## GIVEN RECORDS
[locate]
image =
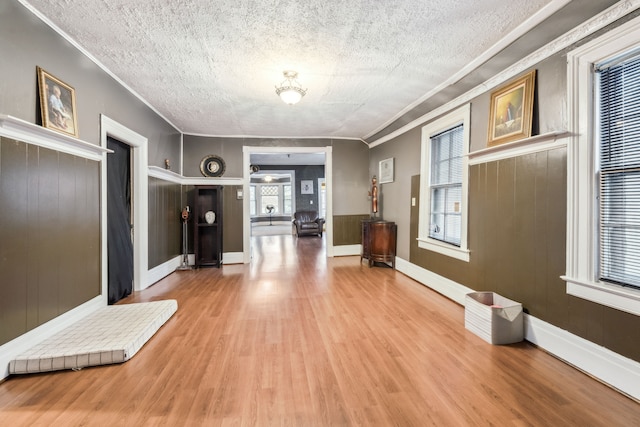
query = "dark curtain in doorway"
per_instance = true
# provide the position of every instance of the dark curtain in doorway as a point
(120, 247)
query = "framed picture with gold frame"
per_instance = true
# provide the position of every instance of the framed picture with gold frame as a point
(511, 111)
(57, 104)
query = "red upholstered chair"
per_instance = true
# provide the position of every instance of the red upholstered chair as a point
(307, 223)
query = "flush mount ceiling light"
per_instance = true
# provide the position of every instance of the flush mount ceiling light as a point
(290, 91)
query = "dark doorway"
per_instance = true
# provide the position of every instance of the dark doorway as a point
(119, 244)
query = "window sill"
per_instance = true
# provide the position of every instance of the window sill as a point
(444, 249)
(618, 297)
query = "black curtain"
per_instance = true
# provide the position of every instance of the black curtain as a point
(120, 247)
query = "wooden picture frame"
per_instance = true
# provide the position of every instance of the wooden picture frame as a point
(306, 187)
(511, 111)
(57, 104)
(385, 171)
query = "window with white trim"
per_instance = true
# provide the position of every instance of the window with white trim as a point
(442, 225)
(603, 170)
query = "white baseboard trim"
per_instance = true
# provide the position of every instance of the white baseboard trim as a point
(440, 284)
(347, 250)
(607, 366)
(10, 350)
(163, 270)
(233, 258)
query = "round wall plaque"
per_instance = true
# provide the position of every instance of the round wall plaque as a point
(212, 165)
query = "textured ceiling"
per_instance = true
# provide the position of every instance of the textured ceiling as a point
(209, 67)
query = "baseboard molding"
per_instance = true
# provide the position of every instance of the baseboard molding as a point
(347, 250)
(163, 270)
(599, 362)
(607, 366)
(233, 258)
(9, 351)
(440, 284)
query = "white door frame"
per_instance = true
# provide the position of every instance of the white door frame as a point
(246, 164)
(140, 201)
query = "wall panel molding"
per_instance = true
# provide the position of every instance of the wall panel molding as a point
(21, 130)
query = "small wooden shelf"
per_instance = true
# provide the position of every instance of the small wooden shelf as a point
(542, 142)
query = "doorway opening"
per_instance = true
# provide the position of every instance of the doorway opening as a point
(139, 205)
(119, 221)
(293, 167)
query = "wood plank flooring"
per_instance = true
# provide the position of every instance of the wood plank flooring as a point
(295, 339)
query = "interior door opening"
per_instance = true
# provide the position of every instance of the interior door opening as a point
(119, 221)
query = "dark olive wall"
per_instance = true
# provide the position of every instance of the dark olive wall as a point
(49, 227)
(347, 229)
(165, 225)
(26, 42)
(49, 235)
(517, 223)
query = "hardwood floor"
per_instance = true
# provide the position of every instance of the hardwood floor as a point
(295, 339)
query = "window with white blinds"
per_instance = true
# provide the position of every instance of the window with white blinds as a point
(619, 172)
(446, 185)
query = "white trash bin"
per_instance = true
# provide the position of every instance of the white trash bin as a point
(494, 318)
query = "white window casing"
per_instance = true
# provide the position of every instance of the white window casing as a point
(582, 191)
(449, 121)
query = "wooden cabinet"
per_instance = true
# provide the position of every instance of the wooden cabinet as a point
(379, 242)
(207, 228)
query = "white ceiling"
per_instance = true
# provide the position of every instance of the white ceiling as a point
(209, 67)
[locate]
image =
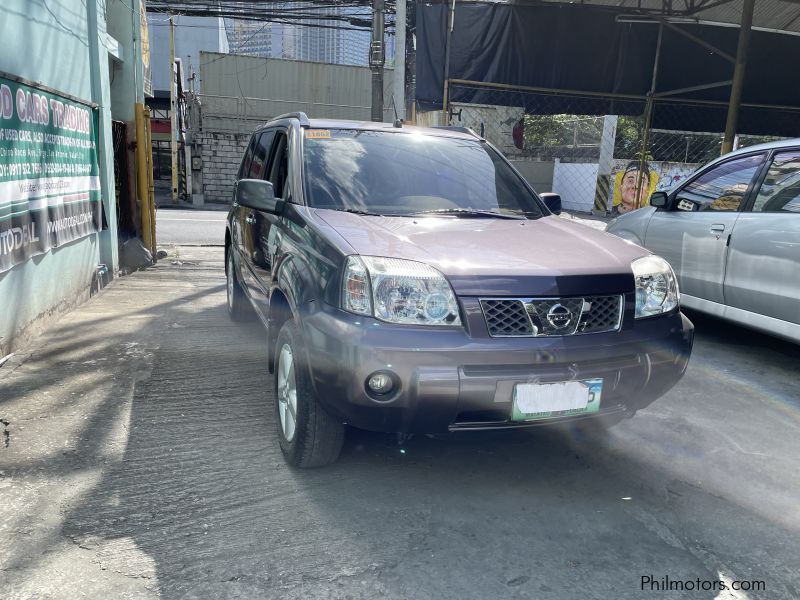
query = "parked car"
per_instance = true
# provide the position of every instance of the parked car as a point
(732, 235)
(411, 281)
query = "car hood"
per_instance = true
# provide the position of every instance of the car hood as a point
(497, 256)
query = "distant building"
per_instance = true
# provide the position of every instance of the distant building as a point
(255, 38)
(332, 40)
(192, 34)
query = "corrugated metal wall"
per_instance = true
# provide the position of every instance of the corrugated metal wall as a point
(239, 91)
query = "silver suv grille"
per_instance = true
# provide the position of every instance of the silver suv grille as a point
(514, 317)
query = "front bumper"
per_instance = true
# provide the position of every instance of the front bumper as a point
(453, 379)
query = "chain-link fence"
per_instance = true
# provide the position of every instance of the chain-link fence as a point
(596, 152)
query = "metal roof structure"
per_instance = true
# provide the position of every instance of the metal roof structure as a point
(777, 16)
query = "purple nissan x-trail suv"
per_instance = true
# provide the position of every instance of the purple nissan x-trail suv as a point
(411, 281)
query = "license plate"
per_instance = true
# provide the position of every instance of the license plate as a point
(533, 401)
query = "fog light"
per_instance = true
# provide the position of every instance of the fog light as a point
(380, 383)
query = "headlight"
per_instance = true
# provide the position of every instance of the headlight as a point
(398, 291)
(656, 286)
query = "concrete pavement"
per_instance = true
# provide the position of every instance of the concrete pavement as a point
(140, 461)
(190, 227)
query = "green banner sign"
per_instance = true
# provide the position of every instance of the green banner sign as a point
(49, 175)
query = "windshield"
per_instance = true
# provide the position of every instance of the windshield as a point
(395, 173)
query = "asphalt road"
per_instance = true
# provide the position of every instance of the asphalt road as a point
(190, 227)
(142, 462)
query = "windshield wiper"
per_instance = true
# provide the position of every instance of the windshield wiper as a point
(468, 212)
(358, 211)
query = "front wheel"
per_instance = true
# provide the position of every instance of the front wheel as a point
(308, 435)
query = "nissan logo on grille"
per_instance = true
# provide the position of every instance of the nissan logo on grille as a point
(559, 316)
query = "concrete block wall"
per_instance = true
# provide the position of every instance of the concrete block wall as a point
(222, 154)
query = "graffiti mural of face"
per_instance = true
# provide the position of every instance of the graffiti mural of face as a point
(628, 190)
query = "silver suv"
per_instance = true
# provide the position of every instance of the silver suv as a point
(732, 234)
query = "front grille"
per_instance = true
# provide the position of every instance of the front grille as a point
(533, 317)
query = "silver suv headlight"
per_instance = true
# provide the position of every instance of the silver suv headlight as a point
(398, 291)
(656, 286)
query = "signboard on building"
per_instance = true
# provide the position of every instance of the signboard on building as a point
(49, 175)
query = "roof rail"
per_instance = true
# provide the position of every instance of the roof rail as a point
(458, 128)
(299, 115)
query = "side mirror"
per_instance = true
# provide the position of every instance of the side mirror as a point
(552, 202)
(659, 199)
(258, 195)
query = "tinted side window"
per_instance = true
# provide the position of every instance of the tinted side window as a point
(248, 156)
(260, 152)
(780, 191)
(279, 165)
(721, 188)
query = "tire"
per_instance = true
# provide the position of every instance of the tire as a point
(239, 308)
(316, 438)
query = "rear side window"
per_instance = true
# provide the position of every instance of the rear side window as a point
(248, 157)
(780, 191)
(279, 165)
(258, 162)
(721, 188)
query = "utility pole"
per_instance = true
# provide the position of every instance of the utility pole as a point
(173, 113)
(400, 57)
(742, 51)
(377, 57)
(451, 17)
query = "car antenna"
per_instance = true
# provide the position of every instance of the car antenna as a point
(398, 122)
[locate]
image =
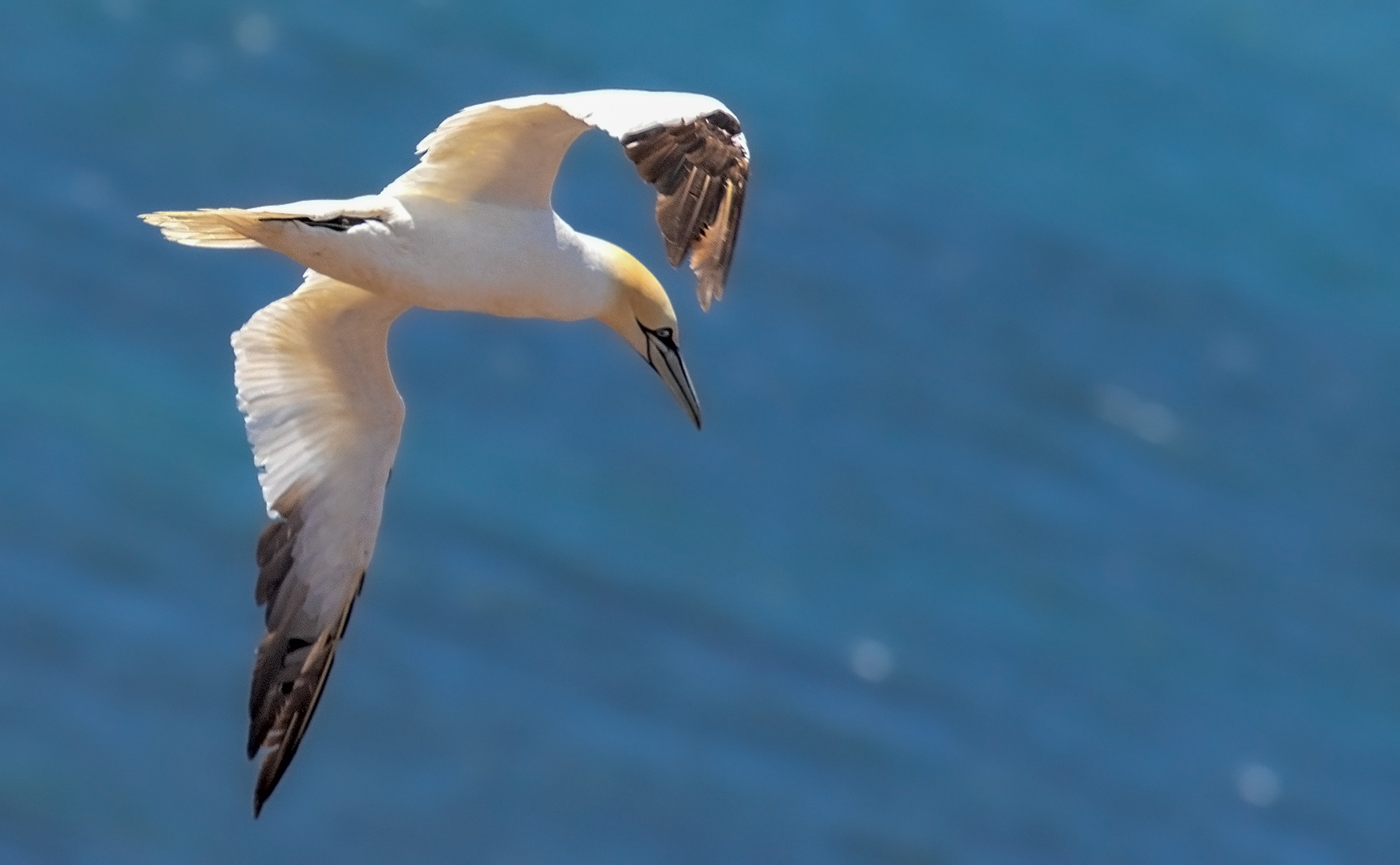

## WHAT YOU SHOULD DO
Retype all entries exactly, without the images.

## REPLY TO THE EXERCISE
[locate]
image =
query = "dark curtain in doorway"
per_instance = true
# provide the position of every instance of the dark curtain in doorway as a point
(120, 247)
query = "framed picture with gold frame"
per_instance = true
# provide the position of every instance of the framed picture with gold frame as a point
(511, 111)
(57, 104)
query = "red upholstered chair"
per_instance = true
# provide the position of every instance of the red upholstered chair as a point
(307, 223)
query = "flush mount ceiling light"
per_instance = true
# provide the position of every instance of the flush mount ceiling light as a point
(290, 91)
query = "dark doorway"
per_instance = true
# provide the position of every instance of the dark doorway as a point
(119, 244)
query = "window sill"
per_instance = true
# provide the position of every instance of the window sill as a point
(444, 249)
(618, 297)
query = "black curtain"
per_instance = true
# provide the position of every instance of the black curtain as a point
(120, 247)
query = "wooden picture frame"
per_instance = true
# provide the position of every instance of the wooden picture frame as a point
(306, 187)
(511, 111)
(57, 104)
(385, 171)
query = "window with white trim"
per_instance = true
# provide the position of every instance of the window with white trim as a point
(442, 225)
(603, 170)
query = "white baseboard trim"
per_instance = true
# provide the position of every instance of the white baseboard trim as a point
(440, 284)
(347, 250)
(607, 366)
(10, 350)
(163, 270)
(233, 258)
query = "round wall plaque"
per_instance = true
# provide the position of every instance of the round wall plaque as a point
(212, 165)
query = "textured ceiling"
per_instance = true
# provide the position of every instance of the textured ceiling as a point
(209, 67)
query = "baseboard molding"
per_instance = true
# provide the position of every instance of the baseboard molding as a point
(347, 250)
(163, 270)
(599, 362)
(607, 366)
(233, 258)
(9, 351)
(440, 284)
query = "white door frame"
per_instance = true
# provide the position of every instance of the white door frame as a point
(246, 164)
(140, 201)
query = "wall panel molding"
per_instance = true
# provide the position of every instance of the wall panel molding as a point
(21, 130)
query = "small wooden shelf"
per_instance = true
# provide the position of every instance of the small wooden shelf as a point
(542, 142)
query = "doorway opening"
per_instance = true
# provide the position of every instance of the doorway opening as a point
(139, 205)
(119, 221)
(293, 167)
query = "wood plank flooring"
per_instance = true
# provide the position of every instance of the wood plank flooring as a point
(295, 339)
query = "interior door opening"
per_instance = true
# provide the position of every instance of the interior door opening as a point
(119, 221)
query = "dark olive wall"
per_instance = true
# provide the position of every instance of the dark olive wall as a point
(49, 227)
(347, 229)
(165, 225)
(26, 42)
(49, 235)
(517, 223)
query = "hardwood floor"
per_instance = true
# provide the position of every instance of the hardwood floor as a point
(295, 339)
query = "window with white blinds"
per_instance = true
# provide the position of every instance of the window with white blinds as a point
(619, 172)
(446, 185)
query = "white trash bin"
per_instance = true
# provide the position of every instance of the white trash bin as a point
(494, 318)
query = "white window casing"
per_instance = true
# provide the position of every instance of the white window casing as a point
(582, 191)
(449, 121)
query = "wooden cabinet"
per_instance = true
# provide the position of every instance of the wooden cabinet as a point
(379, 242)
(207, 228)
query = "white ceiling"
per_instance = true
# provide the position of every instance of the white ceiling as a point
(209, 67)
[locate]
image =
query = "parked car"
per_instance = true
# provide the position of every instance of the parked car as a point
(732, 235)
(411, 281)
query = "car hood"
per_instance = true
# provide the position of every instance of the car hood as a point
(497, 256)
query = "distant building"
per_instance = true
# provide the position of every instance of the distant building as a point
(255, 38)
(332, 40)
(192, 34)
query = "corrugated metal wall"
per_instance = true
# provide the position of every instance of the corrugated metal wall as a point
(239, 91)
query = "silver suv grille"
per_instance = true
# provide the position of every instance of the silver suv grille as a point
(514, 317)
query = "front bumper"
per_instance = true
# provide the position of every instance of the front bumper as a point
(453, 379)
query = "chain-link fence"
per_instance = true
# provide the position of every instance of the chain-link fence as a point
(596, 152)
query = "metal roof structure"
per_instance = true
# provide the position of every instance of the metal roof structure as a point
(777, 16)
query = "purple nissan x-trail suv"
per_instance = true
# provide the position of every instance of the purple nissan x-trail suv as a point
(411, 281)
query = "license plate"
per_instance = true
# provide the position of every instance of the license plate as a point
(533, 401)
query = "fog light"
per_instance = true
# provide the position of every instance of the fog light as a point
(380, 383)
query = "headlight"
per_instance = true
# provide the position of every instance of the headlight as a point
(398, 291)
(656, 286)
query = "concrete pavement"
per_instance = true
# provide the position of every instance of the concrete pavement as a point
(140, 461)
(190, 227)
query = "green banner sign"
per_instance = true
# provide the position of every instance of the green banner sign as a point
(49, 175)
query = "windshield"
per_instance = true
# provide the position of every instance of the windshield as a point
(395, 173)
query = "asphalt road"
per_instance = true
# provide the position of every instance of the asphalt road as a point
(190, 227)
(142, 462)
query = "windshield wiper"
per_instance = true
# provide the position of every instance of the windshield wiper as a point
(468, 212)
(358, 211)
query = "front wheel"
per_instance = true
# provide the position of every instance of the front wheel as a point
(308, 435)
query = "nissan logo on grille"
per_instance = true
# provide the position of every instance of the nissan logo on grille as a point
(559, 316)
query = "concrete block wall"
per_instance = true
# provide the position of every instance of the concrete block wall as a point
(222, 154)
query = "graffiti mural of face"
per_instance = true
# provide the position of every instance of the graffiti mural of face as a point
(628, 190)
query = "silver suv"
per_instance = true
# provide the position of every instance of the silver suv as a point
(732, 234)
query = "front grille"
per_instance = true
# provide the position of every instance of the front grille as a point
(533, 317)
query = "silver suv headlight"
per_instance = true
# provide the position of every instance of the silver suv headlight as a point
(398, 291)
(656, 286)
query = "signboard on building"
per_instance = true
# provide the position of every instance of the signboard on building as a point
(49, 175)
query = "roof rail"
per_instance = true
# provide the position of every instance of the roof rail as a point
(458, 128)
(299, 115)
query = "side mirror"
per_instance = true
# provide the position of every instance of the side mirror as a point
(552, 202)
(659, 199)
(258, 195)
query = "tinted side window"
per_instance = true
# provide the position of every instance of the tinted side window as a point
(248, 156)
(260, 152)
(780, 191)
(279, 165)
(721, 188)
query = "tire"
per_instance = true
# provide the position of every instance of the tire as a point
(239, 308)
(316, 438)
query = "rear side window"
per_instance = true
# provide the position of every instance of the rear side window as a point
(248, 157)
(780, 191)
(279, 165)
(258, 162)
(721, 188)
query = "utility pole"
per_instance = true
# provide the position of every instance of the utility pole as a point
(173, 113)
(400, 57)
(742, 51)
(377, 57)
(451, 17)
query = "car antenna"
per_instance = true
# provide the position of every instance of the car antenna as a point
(398, 122)
[locate]
image =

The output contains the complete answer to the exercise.